Exercise requirements:
1. Summarize the Eastern Sierras trip account below in two sentences.
2. Carry on the Eastern Sierras trip account below from the point where it stops.

Text:
^^^^^^^^^^^^^^^^

The Eastern Sierras

Our route across Central California
Our route across Central California

Before breakfast on July 21 we all hopped in The Tank 2.0 and set off for our long awaited trip to the Eastern Sierras. Well, the Tacoma in camping mode is a far cry from The Tank, but I did outfit it with two double beds, a water tank with pressure, a fridge, shade awning and handful of electronics for the trip. Lots of driving on day one as we made for Yosemite, hoping to snag one of the many first-come-first-served campsites in the Park. It wasn’t to be, even at noon on a Thursday every single one of the 550 first-come-first-served campsites were already full. Yes, every single one. Welcome to camping in California. Things actually worked out for the best and we ended up spending the night on the banks of the Tuolumne River in the Stanislaus National Forest just outside the National Park boundary. We had a beautiful swimming hole just in front of our site and started our trip with the best camping dinner known to man: lamb chops and jacket potatoes cooked in the coals.

We entered Yosemite National Park with the throngs of other visitors early on Friday, crosshairs on the Mist Trail to Vernal Falls. It’d been a while since either of us had been to Yosemite, but we’ve both visited many times over the years and neither one of us could remember the place being such a zoo. Thousands of people with languages from across the globe packed the Valley, the place was like Disneyland! All the people didn’t detract from the natural splendor, however, no matter how many times I visit, Yosemite is one of the most awe inspiring places I’ve ever been… We started off on the Mist Trail in the cool morning weather, Wild Man on my back and Lilia hiking next to Lisa. I thought we were only hiking to the Vernal Falls bridge at the base of the falls, but Lilia told us in no uncertain terms that she wanted to conquer the trail – and its more than 600 steps – to the top. Very proud parents to see her make it to the top, amazing views from up there, such a torrent of water cascading over the rocks. By the end of it, from the truck and back the Mist Trail was 4.5 miles (7.2 kilometers) with 1000 vertical feet of climbing. Not bad for a five year old!

^^^^^^^^^^^^^^^^

Data section:
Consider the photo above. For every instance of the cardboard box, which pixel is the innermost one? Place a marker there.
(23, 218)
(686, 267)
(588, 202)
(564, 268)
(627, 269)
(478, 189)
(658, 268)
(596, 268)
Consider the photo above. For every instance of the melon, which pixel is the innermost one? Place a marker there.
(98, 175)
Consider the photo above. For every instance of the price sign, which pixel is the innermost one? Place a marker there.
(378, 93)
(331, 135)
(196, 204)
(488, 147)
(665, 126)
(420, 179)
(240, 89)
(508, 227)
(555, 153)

^^^^^^^^^^^^^^^^

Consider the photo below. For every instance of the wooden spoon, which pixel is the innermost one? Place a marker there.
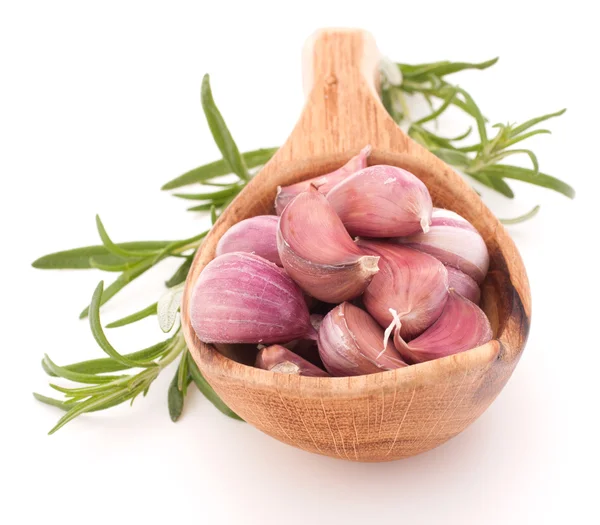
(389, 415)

^^^^^^^^^^^^^^^^

Written answers:
1. On July 21 the family set out for the Eastern Sierras in a Tacoma fitted out for camping, and when they found all 550 first-come-first-served Yosemite campsites full, they spent the night beside the Tuolumne River in the Stanislaus National Forest. On Friday they hiked the crowded Mist Trail, and five-year-old Lilia climbed its more than 600 steps to the top of Vernal Falls on a 4.5-mile round trip with 1000 vertical feet of climbing.

2.
After the hike we made the drive up toward Tuolumne Meadows for a well-earned swim at Tenaya Lake. Tenaya is another one of those spots that, no matter how many times you see it, it always stops you in your tracks. We could have swam and relaxed all day in the cool water surrounded by towering granite peaks… As the afternoon wore on we figured we’d better find a place to sleep. All the Inyo National Forest campgrounds to the east of Yosemite were full, so we cruised south to the mouth of Horseshoe Canyon and bush camped on the shore of Grant Lake. A cold night out there in the desert at 7135 feet, but the almost full moon was a sight to behold and everyone slept like babies after such a full day!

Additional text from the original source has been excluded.